**What you will do**
Return verbatim the lines of the entries below, starting at the line containing "Could you kindly indicate each instance of the dark" and ending at the line containing "<point>968,565</point>", including both of those lines.

= = =

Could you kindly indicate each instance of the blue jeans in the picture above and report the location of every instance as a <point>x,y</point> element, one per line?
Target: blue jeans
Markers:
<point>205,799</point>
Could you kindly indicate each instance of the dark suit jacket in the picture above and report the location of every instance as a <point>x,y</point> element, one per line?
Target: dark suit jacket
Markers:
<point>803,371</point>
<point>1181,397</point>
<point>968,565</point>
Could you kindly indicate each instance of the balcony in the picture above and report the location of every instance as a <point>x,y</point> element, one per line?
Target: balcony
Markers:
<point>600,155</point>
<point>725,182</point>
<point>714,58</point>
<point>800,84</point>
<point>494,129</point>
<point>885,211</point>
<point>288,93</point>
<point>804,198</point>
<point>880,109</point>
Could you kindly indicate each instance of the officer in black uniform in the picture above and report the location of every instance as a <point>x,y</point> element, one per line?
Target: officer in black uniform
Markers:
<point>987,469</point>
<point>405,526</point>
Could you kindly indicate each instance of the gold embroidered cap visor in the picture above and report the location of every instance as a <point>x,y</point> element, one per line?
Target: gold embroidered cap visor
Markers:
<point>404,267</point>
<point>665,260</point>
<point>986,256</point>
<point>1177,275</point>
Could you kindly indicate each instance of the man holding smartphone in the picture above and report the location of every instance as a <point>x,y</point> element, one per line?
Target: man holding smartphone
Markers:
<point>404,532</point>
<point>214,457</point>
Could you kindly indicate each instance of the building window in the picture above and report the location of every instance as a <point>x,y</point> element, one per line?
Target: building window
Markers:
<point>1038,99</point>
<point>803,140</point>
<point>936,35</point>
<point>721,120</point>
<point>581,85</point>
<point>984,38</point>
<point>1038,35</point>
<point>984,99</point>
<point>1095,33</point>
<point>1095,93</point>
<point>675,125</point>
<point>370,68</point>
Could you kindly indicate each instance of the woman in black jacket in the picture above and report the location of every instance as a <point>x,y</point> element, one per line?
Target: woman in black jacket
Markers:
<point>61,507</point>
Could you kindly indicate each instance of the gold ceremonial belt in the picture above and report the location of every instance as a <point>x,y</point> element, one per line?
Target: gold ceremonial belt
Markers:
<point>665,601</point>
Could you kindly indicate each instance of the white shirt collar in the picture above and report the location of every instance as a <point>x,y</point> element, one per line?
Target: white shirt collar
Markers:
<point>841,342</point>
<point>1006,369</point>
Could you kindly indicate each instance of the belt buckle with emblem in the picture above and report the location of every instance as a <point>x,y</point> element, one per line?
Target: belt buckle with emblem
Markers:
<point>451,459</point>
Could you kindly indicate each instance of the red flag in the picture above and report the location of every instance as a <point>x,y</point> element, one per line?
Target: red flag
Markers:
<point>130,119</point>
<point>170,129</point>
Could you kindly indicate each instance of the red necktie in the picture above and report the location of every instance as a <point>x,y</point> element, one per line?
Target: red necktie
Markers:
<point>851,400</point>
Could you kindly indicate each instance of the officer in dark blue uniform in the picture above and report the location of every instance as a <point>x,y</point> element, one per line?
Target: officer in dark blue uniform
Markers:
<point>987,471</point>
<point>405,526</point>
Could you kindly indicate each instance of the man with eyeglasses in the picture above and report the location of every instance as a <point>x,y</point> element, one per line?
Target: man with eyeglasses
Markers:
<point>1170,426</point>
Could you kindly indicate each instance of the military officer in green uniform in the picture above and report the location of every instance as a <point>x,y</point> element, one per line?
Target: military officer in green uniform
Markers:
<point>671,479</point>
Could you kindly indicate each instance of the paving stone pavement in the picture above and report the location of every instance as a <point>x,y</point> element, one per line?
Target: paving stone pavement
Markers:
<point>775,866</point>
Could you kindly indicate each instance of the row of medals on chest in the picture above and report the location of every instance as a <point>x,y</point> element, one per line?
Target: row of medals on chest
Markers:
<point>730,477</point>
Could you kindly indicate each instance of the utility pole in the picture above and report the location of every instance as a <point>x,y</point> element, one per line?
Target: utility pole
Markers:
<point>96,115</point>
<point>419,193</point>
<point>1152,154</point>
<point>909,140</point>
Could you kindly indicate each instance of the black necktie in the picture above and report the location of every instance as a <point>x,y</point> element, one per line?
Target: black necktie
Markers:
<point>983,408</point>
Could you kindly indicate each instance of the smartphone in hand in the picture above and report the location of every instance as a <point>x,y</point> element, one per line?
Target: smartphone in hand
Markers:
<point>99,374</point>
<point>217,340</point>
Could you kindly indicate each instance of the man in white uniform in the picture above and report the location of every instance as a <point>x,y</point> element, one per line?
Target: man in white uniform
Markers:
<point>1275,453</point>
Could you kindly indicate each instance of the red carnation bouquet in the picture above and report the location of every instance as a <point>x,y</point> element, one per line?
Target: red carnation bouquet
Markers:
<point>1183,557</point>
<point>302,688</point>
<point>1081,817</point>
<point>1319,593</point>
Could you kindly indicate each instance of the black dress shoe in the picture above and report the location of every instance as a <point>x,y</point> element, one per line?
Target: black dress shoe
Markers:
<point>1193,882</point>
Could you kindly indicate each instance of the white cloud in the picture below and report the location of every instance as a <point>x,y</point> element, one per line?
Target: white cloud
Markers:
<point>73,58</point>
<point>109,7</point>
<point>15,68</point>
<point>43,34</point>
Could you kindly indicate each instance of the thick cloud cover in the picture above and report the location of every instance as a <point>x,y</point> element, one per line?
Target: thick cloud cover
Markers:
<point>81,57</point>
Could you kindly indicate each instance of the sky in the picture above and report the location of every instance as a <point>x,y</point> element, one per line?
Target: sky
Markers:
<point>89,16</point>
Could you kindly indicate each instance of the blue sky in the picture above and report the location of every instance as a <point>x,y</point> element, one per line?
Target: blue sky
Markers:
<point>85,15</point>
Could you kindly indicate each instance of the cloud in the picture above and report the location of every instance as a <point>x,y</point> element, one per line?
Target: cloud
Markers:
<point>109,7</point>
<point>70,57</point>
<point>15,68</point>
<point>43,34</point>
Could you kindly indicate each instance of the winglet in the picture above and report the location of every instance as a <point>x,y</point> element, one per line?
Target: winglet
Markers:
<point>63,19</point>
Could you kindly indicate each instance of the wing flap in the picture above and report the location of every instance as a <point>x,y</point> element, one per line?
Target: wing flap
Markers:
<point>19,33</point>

= = =

**Full output**
Could you kindly indicate each instance of the dark suit jacket in the picture above and report the location of every instance as a <point>x,y</point> element, one per line?
Target: dark suit jacket
Markers:
<point>803,371</point>
<point>1181,397</point>
<point>968,565</point>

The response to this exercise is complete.